- Exercise prompt -
Gather every line in the rows below that contains "tree" and list those lines.

Start Material for this exercise

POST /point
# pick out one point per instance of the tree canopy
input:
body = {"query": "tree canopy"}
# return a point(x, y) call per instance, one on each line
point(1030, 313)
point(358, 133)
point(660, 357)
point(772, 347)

End Material for this exercise
Start Material for this exercise

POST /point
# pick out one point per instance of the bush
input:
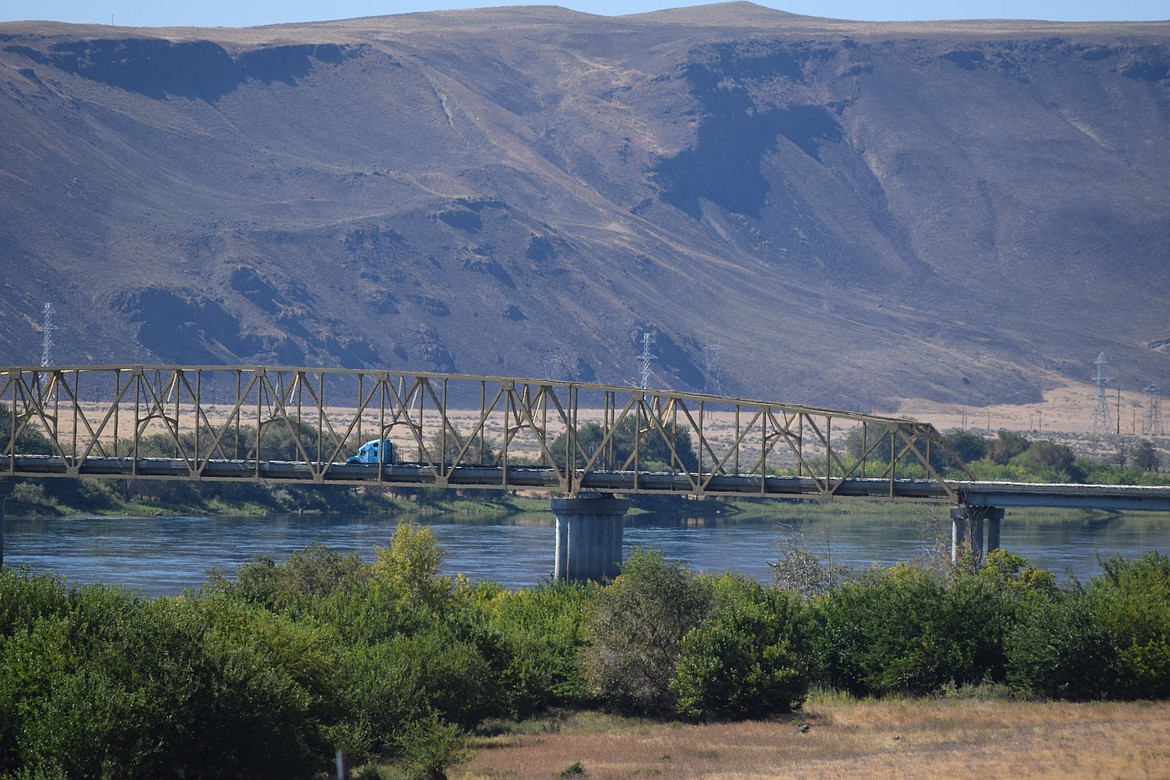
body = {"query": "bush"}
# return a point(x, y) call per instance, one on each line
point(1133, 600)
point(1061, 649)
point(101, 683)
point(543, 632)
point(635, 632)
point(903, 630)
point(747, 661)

End Material for this exercise

- Result of this task -
# pick out one point per instance of the tree canopy
body = {"query": "tree canopy"}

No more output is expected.